Passage:
===

If you can’t see the sights on your snub, you can’t use them. While there are some ways gunsmiths can put better sights on a snub, careful application of paint and perhaps Magic Marker can go a long way to improving your ability to see the sights. Most snubs’ sights are not of a color to contrast against the target. The lack of contrast makes it difficult to pick up a quick visual reference. Fire trucks and school buses aren’t painted blue or silver for a reason. Silver generates glare easily and blue doesn’t contrast against a dark target nor in limited visibility.
Colored nail polish or paint is an old trick to increase the visibility of the front sight. If you paint the sight first with white paint as an undercoating, the color will stand out much better. Degrease the sight before applying paint to ensure the paint sticks. Let the white paint cure completely and then apply the color paint over the white.
A common error is painting the entire front sight ramp with color. This will cause the front sight to visually rise out of the notch causing high shots. Putting color only to the visual depth of the rear notch as seen when you have a sight picture is what is desirable. The visual depth is usually about 1/3d of the length of the ramp.

===

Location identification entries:
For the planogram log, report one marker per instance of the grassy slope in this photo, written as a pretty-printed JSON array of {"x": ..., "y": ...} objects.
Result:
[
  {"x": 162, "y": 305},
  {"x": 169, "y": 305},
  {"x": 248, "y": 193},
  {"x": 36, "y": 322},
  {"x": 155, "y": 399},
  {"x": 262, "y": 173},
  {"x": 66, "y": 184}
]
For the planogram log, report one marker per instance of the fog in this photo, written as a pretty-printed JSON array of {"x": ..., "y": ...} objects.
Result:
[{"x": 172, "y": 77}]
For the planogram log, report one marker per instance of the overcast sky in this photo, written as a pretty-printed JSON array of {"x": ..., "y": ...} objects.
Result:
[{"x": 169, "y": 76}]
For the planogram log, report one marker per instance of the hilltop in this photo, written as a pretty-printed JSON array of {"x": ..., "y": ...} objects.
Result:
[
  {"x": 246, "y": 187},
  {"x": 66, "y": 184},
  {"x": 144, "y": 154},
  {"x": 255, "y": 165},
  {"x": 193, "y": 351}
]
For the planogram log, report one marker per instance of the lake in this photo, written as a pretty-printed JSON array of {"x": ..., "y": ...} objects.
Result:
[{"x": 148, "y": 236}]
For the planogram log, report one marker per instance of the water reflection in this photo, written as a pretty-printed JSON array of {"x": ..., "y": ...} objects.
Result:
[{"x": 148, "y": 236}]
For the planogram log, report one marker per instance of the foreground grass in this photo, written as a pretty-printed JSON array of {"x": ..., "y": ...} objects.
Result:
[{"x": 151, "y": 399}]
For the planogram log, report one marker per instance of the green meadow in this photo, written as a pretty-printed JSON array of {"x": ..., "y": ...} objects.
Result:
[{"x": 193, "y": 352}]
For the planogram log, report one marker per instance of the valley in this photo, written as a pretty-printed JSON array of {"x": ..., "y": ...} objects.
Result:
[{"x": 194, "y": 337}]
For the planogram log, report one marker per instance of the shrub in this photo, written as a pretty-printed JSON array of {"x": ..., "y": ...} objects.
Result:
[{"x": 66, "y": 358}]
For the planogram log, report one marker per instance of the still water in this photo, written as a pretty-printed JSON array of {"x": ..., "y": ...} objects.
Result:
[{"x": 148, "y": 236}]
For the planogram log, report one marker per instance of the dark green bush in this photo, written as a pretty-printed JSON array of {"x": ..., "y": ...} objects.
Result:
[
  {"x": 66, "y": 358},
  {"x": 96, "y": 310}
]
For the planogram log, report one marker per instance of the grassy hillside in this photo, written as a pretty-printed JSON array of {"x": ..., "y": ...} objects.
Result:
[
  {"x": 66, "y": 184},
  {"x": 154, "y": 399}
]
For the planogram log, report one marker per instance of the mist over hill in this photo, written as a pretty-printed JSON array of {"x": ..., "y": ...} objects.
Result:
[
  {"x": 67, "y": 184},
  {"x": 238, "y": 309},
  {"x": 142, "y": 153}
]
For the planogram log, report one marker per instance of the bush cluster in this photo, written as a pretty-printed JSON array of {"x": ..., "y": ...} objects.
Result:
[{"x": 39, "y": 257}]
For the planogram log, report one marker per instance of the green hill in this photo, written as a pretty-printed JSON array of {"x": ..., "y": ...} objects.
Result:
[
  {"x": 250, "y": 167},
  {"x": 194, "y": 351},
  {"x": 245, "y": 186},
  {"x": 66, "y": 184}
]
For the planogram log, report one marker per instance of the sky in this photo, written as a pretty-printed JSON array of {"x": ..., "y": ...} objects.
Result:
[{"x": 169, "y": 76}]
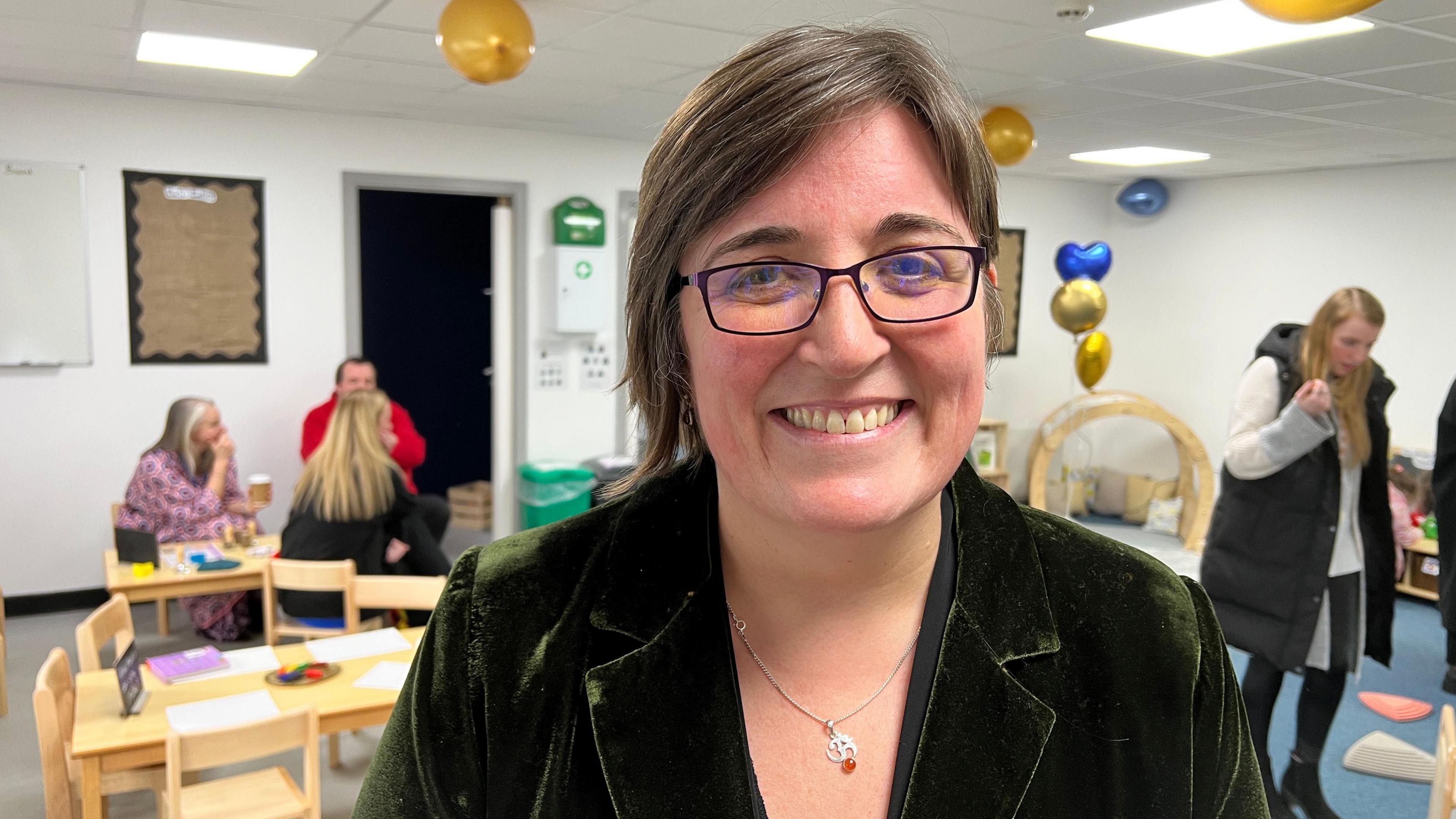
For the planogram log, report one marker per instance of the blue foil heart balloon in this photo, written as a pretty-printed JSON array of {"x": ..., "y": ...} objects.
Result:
[
  {"x": 1144, "y": 197},
  {"x": 1078, "y": 261}
]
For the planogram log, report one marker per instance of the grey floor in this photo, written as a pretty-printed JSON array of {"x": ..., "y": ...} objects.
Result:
[{"x": 31, "y": 639}]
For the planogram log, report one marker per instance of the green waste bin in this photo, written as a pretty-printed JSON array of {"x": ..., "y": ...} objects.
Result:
[{"x": 552, "y": 492}]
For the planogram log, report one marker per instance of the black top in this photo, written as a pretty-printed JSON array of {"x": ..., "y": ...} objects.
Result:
[
  {"x": 922, "y": 671},
  {"x": 306, "y": 537}
]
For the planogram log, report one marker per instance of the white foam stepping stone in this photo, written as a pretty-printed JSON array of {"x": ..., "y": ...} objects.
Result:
[{"x": 1384, "y": 755}]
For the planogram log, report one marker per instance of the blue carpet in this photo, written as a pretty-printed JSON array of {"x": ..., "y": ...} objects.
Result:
[{"x": 1416, "y": 671}]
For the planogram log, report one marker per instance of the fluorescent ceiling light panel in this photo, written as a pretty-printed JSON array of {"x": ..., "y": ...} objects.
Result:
[
  {"x": 1219, "y": 28},
  {"x": 228, "y": 55},
  {"x": 1139, "y": 156}
]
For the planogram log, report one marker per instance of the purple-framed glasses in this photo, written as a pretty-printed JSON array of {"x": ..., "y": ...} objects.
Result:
[{"x": 913, "y": 285}]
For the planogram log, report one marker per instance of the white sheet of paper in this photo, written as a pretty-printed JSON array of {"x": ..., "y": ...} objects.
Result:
[
  {"x": 223, "y": 712},
  {"x": 386, "y": 675},
  {"x": 356, "y": 646},
  {"x": 260, "y": 659}
]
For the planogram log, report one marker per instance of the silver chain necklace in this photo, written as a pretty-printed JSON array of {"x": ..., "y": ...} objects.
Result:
[{"x": 842, "y": 750}]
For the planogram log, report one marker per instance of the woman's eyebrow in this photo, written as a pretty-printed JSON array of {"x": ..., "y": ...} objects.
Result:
[
  {"x": 901, "y": 223},
  {"x": 769, "y": 235}
]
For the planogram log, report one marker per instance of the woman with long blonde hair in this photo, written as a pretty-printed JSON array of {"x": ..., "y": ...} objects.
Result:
[
  {"x": 351, "y": 502},
  {"x": 1301, "y": 556}
]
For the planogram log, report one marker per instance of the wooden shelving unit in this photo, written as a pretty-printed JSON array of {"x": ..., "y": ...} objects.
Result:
[
  {"x": 1414, "y": 554},
  {"x": 996, "y": 473}
]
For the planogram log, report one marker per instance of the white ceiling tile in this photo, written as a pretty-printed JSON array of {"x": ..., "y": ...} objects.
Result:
[
  {"x": 682, "y": 83},
  {"x": 759, "y": 17},
  {"x": 1256, "y": 126},
  {"x": 64, "y": 68},
  {"x": 178, "y": 17},
  {"x": 1064, "y": 100},
  {"x": 91, "y": 12},
  {"x": 67, "y": 37},
  {"x": 1388, "y": 111},
  {"x": 1037, "y": 14},
  {"x": 351, "y": 11},
  {"x": 392, "y": 44},
  {"x": 1072, "y": 57},
  {"x": 1163, "y": 114},
  {"x": 667, "y": 43},
  {"x": 1304, "y": 94},
  {"x": 1432, "y": 127},
  {"x": 359, "y": 71},
  {"x": 982, "y": 83},
  {"x": 601, "y": 69},
  {"x": 1439, "y": 25},
  {"x": 1401, "y": 11},
  {"x": 1192, "y": 79},
  {"x": 423, "y": 15},
  {"x": 1376, "y": 49},
  {"x": 1435, "y": 78}
]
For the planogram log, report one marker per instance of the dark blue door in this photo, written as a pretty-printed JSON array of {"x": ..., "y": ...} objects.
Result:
[{"x": 426, "y": 282}]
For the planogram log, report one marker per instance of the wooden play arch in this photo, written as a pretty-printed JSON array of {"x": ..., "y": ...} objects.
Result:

===

Challenges:
[A] Decide whether each of the following statements agrees with the passage on snub sights, answering yes or no and quoting the words of the passage that settle it: (i) painting the whole front sight ramp with color is advisable; (ii) the sight should be degreased before any paint goes on; (iii) silver makes a good sight color because it resists glare.
[B] Write the next part of the passage on snub sights, starting after its final sentence.

Responses:
[A]
(i) No: "A common error is painting the entire front sight ramp with color."
(ii) Yes: "Degrease the sight before applying paint to ensure the paint sticks."
(iii) No: "Silver generates glare easily"

[B]
Czech to see what color your eyes see best. Eyes perceive color differently and what works best for one person may not work as well for another. Most people will perceive green better than red, but the opposite may be true for you. Green will sometimes wash out in bright sunlight, so I have chosen to stick with red. For the really industrious, you can make a reference tool using a notched trowel and different types of paint.
If your snub is stainless or silver anodized, you’ll also need to do something about the rear sight. This is simple; take a black magic marker and color the rear notch black. Include the interior of the notch as well as the back of the notch.
What we want is to have both sights with improved contrast to the target. That will allow us to not only have an improved sight picture for more accuracy but also to pick up the sights more quickly.
Improving the visibility of a snub’s sights can really improve your shooting. This simple solution pays a lot of dividends toward hitting the target.
My ebooks about shooting will also pay a lot of dividends toward hitting your target.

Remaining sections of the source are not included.